• _Document passage_
'''

Databases 21 min read

Build a Production-Ready Milvus Vector Database for Semantic Search

This article walks through deploying Milvus with Docker Compose, creating a persistent collection, tuning HNSW indexes, integrating LangChain.js for semantic retrieval, and covering performance tips and common pitfalls to run a production‑grade vector database.

James' Growth Diary

Apr 21, 2026

Build a Production-Ready Milvus Vector Database for Semantic Search

Why FAISS is unsuitable for production

FAISS is an in‑memory index library that is fast for demos but lacks persistence, CRUD operations, metadata filtering, distributed scaling, thread safety, and production monitoring. In a production workload with millions of documents, daily inserts, metadata filters, and hundreds of concurrent requests, these limitations become fatal.

Data persistence: ❌ In‑memory, lost on restart; ✅ Milvus stores vectors on disk.

CRUD: ❌ No delete/update; ✅ Milvus supports full CRUD.

Metadata filter: ❌ Vector‑only queries; ✅ Milvus supports scalar + vector mixed queries.

Distributed scaling: ❌ Single‑node only; ✅ Milvus provides native distributed deployment.

Concurrent access: ❌ Not thread‑safe; ✅ Milvus allows multi‑client concurrency.

Production monitoring: ❌ None; ✅ Integrated with Prometheus + Grafana.

1️⃣ Quick Milvus deployment with Docker Compose

Use a docker-compose.yml that starts etcd (metadata store), MinIO (object storage), and Milvus in standalone mode. The services are mounted to persistent volumes to avoid data loss.

'''

• _Required action 1_
List the six comparison categories the Milvus article uses to set FAISS against Milvus.
• _Required action 2_
From the Milvus article, copy the passage from "Concurrent access: ❌" to "avoid data loss." word for word.
• _Required action 3_
Write the next part of the Milvus article, picking up after its final sentence.

• _Raw data_
'''

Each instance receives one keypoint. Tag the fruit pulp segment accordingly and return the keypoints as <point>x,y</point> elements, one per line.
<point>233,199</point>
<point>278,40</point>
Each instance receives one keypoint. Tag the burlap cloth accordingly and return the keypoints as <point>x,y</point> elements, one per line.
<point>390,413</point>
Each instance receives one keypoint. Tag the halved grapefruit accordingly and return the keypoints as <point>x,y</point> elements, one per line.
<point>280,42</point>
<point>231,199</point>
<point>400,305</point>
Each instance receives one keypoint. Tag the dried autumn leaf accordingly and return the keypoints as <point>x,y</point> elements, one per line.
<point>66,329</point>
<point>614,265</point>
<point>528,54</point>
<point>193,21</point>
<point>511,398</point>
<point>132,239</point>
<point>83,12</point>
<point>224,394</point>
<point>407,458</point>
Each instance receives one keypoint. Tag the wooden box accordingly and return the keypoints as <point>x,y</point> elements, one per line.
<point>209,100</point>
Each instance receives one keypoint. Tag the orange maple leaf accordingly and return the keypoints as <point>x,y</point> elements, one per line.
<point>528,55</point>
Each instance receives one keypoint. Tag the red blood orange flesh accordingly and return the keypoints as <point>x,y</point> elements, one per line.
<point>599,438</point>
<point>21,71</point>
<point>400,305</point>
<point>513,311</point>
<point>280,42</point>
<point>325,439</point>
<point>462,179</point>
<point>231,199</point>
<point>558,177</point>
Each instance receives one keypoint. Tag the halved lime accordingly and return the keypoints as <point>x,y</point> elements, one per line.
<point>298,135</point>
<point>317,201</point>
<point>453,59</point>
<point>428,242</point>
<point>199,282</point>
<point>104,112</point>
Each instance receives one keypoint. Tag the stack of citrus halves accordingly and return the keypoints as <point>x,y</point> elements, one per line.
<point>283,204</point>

'''

• _Your response 1_
Data persistence
CRUD
Metadata filter
Distributed scaling
Concurrent access
Production monitoring

• _Your response 2_
Concurrent access: ❌ Not thread‑safe; ✅ Milvus allows multi‑client concurrency.

Production monitoring: ❌ None; ✅ Integrated with Prometheus + Grafana.

1️⃣ Quick Milvus deployment with Docker Compose

Use a docker-compose.yml that starts etcd (metadata store), MinIO (object storage), and Milvus in standalone mode. The services are mounted to persistent volumes to avoid data loss.

• _Your response 3_
# docker-compose.yml
version: '3.5'
services:
  etcd:
    container_name: milvus-etcd
    image: quay.io/coreos/etcd:v3.5.5
    environment:
      - ETCD_AUTO_COMPACTION_MODE=revision
      - ETCD_AUTO_COMPACTION_RETENTION=1000
      - ETCD_QUOTA_BACKEND_BYTES=4294967296
      - ETCD_SNAPSHOT_COUNT=50000
    volumes:
      - ${DOCKER_VOLUME_DIRECTORY:-.}/volumes/etcd:/etcd
    command: etcd -advertise-client-urls=http://127.0.0.1:2379 -listen-client-urls http://0.0.0.0:2379 --data-dir /etcd
    healthcheck:
      test: ["CMD", "etcdctl", "endpoint", "health"]
      interval: 30s
      timeout: 20s
      retries: 3

  minio:
    container_name: milvus-minio
    image: minio/minio:RELEASE.2023-03-20T20-16-18Z
    environment:
      MINIO_ACCESS_KEY: minioadmin
      MINIO_SECRET_KEY: minioadmin
    ports:
      - "9001:9001"
      - "9000:9000"
    volumes:
      - ${DOCKER_VOLUME_DIRECTORY:-.}/volumes/minio:/minio_data
    command: minio server /minio_data --console-address ":9001"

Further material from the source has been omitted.